WHAT YOU ARE ASKED TO DO – Reproduce every one of the entries below word for word, leaving out the pictures.

=== ROWS ===

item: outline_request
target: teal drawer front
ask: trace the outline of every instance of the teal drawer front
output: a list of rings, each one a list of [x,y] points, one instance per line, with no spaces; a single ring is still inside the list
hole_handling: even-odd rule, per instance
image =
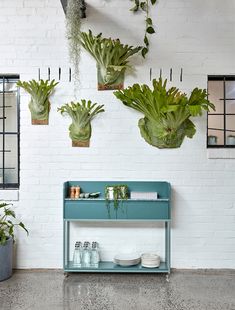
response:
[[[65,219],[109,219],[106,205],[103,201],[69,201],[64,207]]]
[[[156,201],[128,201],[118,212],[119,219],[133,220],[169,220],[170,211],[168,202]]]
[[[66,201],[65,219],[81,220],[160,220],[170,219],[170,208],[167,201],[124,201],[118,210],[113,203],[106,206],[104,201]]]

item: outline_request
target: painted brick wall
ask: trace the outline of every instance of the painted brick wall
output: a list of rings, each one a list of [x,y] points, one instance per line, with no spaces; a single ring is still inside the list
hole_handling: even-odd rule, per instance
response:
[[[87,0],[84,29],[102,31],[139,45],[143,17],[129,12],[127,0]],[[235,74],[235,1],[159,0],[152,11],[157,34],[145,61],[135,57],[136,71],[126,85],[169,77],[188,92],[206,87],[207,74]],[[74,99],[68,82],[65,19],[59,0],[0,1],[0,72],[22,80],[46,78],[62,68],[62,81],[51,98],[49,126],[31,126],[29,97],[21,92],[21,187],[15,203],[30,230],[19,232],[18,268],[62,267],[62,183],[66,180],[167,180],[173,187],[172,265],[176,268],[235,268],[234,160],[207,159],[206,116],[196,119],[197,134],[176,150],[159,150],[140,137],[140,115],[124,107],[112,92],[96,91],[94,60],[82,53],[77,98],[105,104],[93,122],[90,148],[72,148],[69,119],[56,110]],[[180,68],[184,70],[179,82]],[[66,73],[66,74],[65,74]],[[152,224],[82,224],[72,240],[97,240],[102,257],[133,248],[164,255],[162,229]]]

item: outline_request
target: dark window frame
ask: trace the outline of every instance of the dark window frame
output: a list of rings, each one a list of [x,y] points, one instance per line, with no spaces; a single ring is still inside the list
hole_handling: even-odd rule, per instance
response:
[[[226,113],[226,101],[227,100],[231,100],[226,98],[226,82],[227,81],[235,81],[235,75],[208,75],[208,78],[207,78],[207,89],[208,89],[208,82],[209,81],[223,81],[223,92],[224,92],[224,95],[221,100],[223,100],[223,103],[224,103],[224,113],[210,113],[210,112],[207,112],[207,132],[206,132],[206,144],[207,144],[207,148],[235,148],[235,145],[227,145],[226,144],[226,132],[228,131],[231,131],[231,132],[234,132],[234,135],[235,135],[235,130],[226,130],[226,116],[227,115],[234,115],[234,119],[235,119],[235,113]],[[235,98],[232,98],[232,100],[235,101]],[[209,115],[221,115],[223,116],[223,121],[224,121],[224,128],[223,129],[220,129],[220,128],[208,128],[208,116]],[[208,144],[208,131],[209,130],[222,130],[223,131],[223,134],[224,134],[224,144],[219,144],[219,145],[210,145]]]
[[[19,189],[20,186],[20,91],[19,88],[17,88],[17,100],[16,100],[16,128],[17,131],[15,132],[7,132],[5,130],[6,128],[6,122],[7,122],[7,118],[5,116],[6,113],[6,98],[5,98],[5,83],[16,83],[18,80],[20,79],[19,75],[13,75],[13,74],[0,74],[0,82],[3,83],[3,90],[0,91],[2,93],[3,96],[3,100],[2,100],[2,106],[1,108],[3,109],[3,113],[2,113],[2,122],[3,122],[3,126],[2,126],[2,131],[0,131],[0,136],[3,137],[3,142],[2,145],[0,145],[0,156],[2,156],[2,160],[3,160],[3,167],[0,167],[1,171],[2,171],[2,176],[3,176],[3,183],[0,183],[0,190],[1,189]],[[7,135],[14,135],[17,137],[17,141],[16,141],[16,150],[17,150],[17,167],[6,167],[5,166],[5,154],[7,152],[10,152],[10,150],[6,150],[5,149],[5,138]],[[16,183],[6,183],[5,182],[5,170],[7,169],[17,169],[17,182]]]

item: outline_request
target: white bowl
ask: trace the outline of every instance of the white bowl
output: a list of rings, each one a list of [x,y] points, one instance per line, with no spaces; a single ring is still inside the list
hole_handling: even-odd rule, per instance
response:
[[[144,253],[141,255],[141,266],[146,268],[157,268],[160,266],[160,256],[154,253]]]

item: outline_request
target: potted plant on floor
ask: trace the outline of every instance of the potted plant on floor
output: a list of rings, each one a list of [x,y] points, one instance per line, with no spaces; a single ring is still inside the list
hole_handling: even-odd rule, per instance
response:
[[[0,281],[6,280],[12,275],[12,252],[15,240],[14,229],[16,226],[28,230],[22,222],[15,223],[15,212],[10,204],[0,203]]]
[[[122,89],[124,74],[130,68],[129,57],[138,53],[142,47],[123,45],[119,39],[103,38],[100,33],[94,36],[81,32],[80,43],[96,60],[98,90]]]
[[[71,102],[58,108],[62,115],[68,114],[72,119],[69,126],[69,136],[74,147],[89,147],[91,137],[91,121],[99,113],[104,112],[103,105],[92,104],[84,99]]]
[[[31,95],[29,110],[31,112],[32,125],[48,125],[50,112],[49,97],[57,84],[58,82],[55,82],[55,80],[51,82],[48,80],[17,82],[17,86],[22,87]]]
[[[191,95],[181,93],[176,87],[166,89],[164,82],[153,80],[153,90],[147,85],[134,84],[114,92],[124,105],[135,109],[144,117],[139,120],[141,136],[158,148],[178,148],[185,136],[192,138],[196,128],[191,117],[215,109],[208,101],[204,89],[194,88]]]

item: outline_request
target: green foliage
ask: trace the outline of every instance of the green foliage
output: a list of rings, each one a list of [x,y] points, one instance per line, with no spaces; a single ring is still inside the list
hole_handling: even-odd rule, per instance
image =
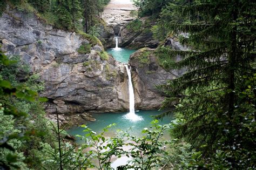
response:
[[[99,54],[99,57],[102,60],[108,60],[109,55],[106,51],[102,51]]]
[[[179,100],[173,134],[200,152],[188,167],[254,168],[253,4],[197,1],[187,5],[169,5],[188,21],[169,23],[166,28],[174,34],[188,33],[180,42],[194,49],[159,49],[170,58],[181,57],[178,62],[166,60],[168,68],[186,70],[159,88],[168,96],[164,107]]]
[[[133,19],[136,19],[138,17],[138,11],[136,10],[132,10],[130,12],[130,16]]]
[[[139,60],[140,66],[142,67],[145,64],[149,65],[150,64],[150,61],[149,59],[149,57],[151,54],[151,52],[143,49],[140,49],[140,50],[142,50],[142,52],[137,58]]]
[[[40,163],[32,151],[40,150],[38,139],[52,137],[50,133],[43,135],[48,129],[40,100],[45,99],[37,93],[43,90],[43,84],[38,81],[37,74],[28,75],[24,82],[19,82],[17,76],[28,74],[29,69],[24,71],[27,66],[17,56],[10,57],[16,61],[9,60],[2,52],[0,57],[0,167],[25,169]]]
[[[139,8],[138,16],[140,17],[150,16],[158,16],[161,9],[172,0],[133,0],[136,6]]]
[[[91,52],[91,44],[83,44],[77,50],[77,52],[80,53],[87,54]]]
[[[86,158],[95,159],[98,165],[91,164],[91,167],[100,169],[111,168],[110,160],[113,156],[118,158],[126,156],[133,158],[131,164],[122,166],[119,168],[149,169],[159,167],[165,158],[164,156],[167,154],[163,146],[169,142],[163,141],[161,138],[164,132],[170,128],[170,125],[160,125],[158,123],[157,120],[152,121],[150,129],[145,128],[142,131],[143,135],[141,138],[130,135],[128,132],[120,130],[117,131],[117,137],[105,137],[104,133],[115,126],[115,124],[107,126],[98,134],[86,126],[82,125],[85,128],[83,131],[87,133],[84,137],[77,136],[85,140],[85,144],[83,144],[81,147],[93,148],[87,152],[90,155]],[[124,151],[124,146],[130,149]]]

===

OUTPUT OF THE TASK –
item: outline_request
target: teal drawer front
ask: trace the outline of every instance of the teal drawer front
output: a list of rings, each one a list of [x,y] points, one instance per line, with no spaces; a single ring is still inside the list
hole_handling: even-odd rule, per instance
image =
response:
[[[65,219],[109,219],[106,205],[103,201],[69,201],[64,207]]]
[[[156,201],[128,201],[118,212],[119,219],[133,220],[169,220],[170,211],[168,202]]]
[[[66,201],[65,219],[81,220],[160,220],[170,219],[170,208],[167,201],[124,201],[118,210],[113,203],[106,206],[104,201]]]

item: outline_request
target: painted brick wall
ask: trace the outline of every instance of the painted brick wall
output: a list of rings, each one a list of [x,y] points, one instance per line, with no spaces; a single ring is still inside the list
hole_handling: even-odd rule, per instance
response:
[[[87,0],[84,29],[102,31],[139,45],[143,17],[129,12],[127,0]],[[235,74],[235,1],[159,0],[152,11],[157,34],[145,61],[135,57],[136,71],[126,85],[169,77],[188,92],[206,87],[207,74]],[[74,99],[68,82],[65,19],[59,0],[0,1],[0,72],[22,80],[46,78],[62,68],[62,81],[51,98],[49,126],[31,126],[29,97],[21,92],[21,187],[15,203],[30,230],[19,232],[18,268],[62,267],[62,183],[66,180],[167,180],[173,187],[172,265],[176,268],[235,268],[234,160],[207,159],[206,116],[196,119],[197,134],[176,150],[159,150],[140,137],[140,115],[124,107],[112,92],[96,91],[94,60],[82,53],[77,98],[105,104],[93,122],[90,148],[72,148],[69,119],[56,110]],[[180,68],[184,70],[179,82]],[[66,73],[66,74],[65,74]],[[152,224],[82,224],[72,240],[97,240],[102,257],[133,248],[164,255],[162,229]]]

item: outline_request
target: dark window frame
ask: trace the outline of every instance of the dark window frame
output: a list of rings, each one a list of [x,y] points, one instance per line, with no spaces; a single ring is still inside the list
hole_handling: even-odd rule, per instance
response:
[[[226,113],[226,101],[227,100],[231,100],[226,98],[226,82],[227,81],[235,81],[235,75],[208,75],[208,78],[207,78],[207,89],[208,89],[208,82],[209,81],[223,81],[223,92],[224,92],[224,95],[221,100],[223,100],[223,103],[224,103],[224,113],[210,113],[210,112],[207,112],[207,132],[206,132],[206,144],[207,144],[207,148],[235,148],[235,145],[227,145],[226,144],[226,132],[228,131],[231,131],[231,132],[234,132],[234,135],[235,135],[235,130],[226,130],[226,116],[227,115],[234,115],[234,119],[235,119],[235,113]],[[235,98],[232,98],[232,100],[235,101]],[[209,115],[221,115],[223,116],[223,121],[224,121],[224,128],[223,129],[220,129],[220,128],[208,128],[208,116]],[[208,144],[208,131],[209,130],[222,130],[223,131],[223,134],[224,134],[224,144],[219,144],[219,145],[210,145]]]
[[[19,189],[20,186],[20,91],[19,88],[17,88],[17,100],[16,100],[16,128],[17,131],[15,132],[7,132],[5,130],[6,128],[6,122],[7,122],[7,118],[5,116],[6,113],[6,98],[5,98],[5,83],[16,83],[18,80],[20,79],[19,75],[13,75],[13,74],[0,74],[0,82],[3,83],[3,90],[0,91],[2,93],[3,96],[3,100],[2,100],[2,106],[1,108],[3,109],[3,113],[2,113],[2,122],[3,122],[3,126],[2,126],[2,131],[0,131],[0,136],[3,137],[3,142],[2,145],[0,145],[0,156],[2,156],[2,160],[3,160],[3,167],[0,167],[1,171],[2,171],[2,176],[3,176],[3,183],[0,183],[0,190],[1,189]],[[7,135],[14,135],[17,137],[17,141],[16,141],[16,150],[17,150],[17,167],[6,167],[5,166],[5,154],[7,152],[10,152],[10,150],[6,150],[5,149],[5,138]],[[16,183],[6,183],[5,182],[5,170],[7,169],[17,169],[17,182]]]

item: outline_request
target: white bowl
ask: trace the outline of every instance of the white bowl
output: a list of rings, each one a list of [x,y] points, one instance per line, with no spaces; a single ring is still inside the list
hole_handling: even-odd rule, per instance
response:
[[[144,253],[141,255],[141,266],[146,268],[157,268],[160,266],[160,256],[154,253]]]

item: outline_request
target: potted plant on floor
ask: trace the outline of every instance of the potted plant on floor
output: a list of rings, each one a list of [x,y] points, one instance per line, with no spaces; a single ring is still inside the list
hole_handling: even-odd rule, per instance
response:
[[[0,281],[6,280],[12,275],[12,252],[15,240],[14,229],[16,226],[28,230],[22,222],[15,223],[15,212],[10,204],[0,203]]]
[[[122,89],[124,74],[130,68],[129,57],[138,53],[142,47],[123,45],[119,39],[103,38],[100,33],[94,36],[81,32],[80,43],[96,60],[98,90]]]
[[[71,102],[58,108],[62,115],[68,114],[72,119],[69,126],[69,136],[74,147],[89,147],[91,137],[91,121],[99,113],[104,112],[103,105],[92,104],[84,99]]]
[[[31,95],[29,110],[31,112],[32,125],[48,125],[50,112],[49,97],[57,84],[58,82],[55,82],[55,80],[51,82],[48,80],[17,82],[17,86],[22,87]]]
[[[191,95],[181,93],[176,87],[166,89],[164,82],[153,80],[153,90],[147,85],[134,84],[114,92],[124,105],[135,109],[144,117],[139,120],[141,136],[158,148],[178,148],[185,136],[192,138],[196,128],[191,117],[215,109],[208,101],[204,89],[194,88]]]

item: outline_request
target: green foliage
ask: trace the outline of every instance of the green foliage
output: a list of rings, each one a list of [x,y] points, one instance per line, with no spaces; a single ring is still inside the list
hole_handling: even-odd rule, per instance
image =
response:
[[[99,54],[99,57],[102,60],[108,60],[109,55],[106,51],[102,51]]]
[[[179,100],[173,134],[200,152],[188,167],[254,168],[253,4],[197,1],[187,5],[169,5],[188,21],[169,23],[166,28],[174,34],[188,33],[180,42],[194,49],[159,49],[170,58],[181,57],[178,62],[166,60],[168,68],[186,70],[159,88],[168,96],[164,107]]]
[[[133,19],[136,19],[138,17],[138,11],[136,10],[132,10],[130,12],[130,16]]]
[[[139,60],[140,66],[142,67],[145,64],[149,65],[150,64],[150,61],[149,59],[149,57],[151,54],[151,52],[143,49],[140,49],[140,50],[142,50],[142,52],[137,58]]]
[[[40,163],[32,151],[40,150],[38,139],[52,137],[50,133],[43,135],[48,129],[40,100],[45,99],[37,93],[43,90],[43,84],[38,81],[37,74],[28,75],[24,82],[19,82],[17,76],[28,74],[29,69],[24,71],[27,66],[17,56],[10,57],[16,61],[9,60],[2,52],[0,57],[0,167],[25,169]]]
[[[139,8],[138,16],[140,17],[150,16],[158,16],[161,9],[172,0],[133,0],[136,6]]]
[[[91,52],[91,44],[83,44],[77,50],[77,52],[80,53],[87,54]]]
[[[86,158],[95,159],[98,165],[91,164],[91,167],[100,169],[111,168],[110,160],[113,156],[118,158],[126,156],[133,158],[131,164],[122,166],[119,168],[149,169],[159,167],[165,158],[164,156],[167,154],[163,146],[169,142],[163,141],[161,138],[164,132],[170,128],[170,125],[160,125],[158,123],[157,120],[152,121],[150,129],[145,128],[142,131],[143,135],[141,138],[130,135],[128,132],[120,130],[117,131],[117,137],[105,137],[104,133],[115,126],[115,124],[107,126],[98,134],[86,126],[82,125],[85,128],[83,131],[87,133],[84,137],[77,136],[85,140],[85,144],[83,144],[81,147],[93,148],[87,152],[90,155]],[[124,151],[124,146],[130,149]]]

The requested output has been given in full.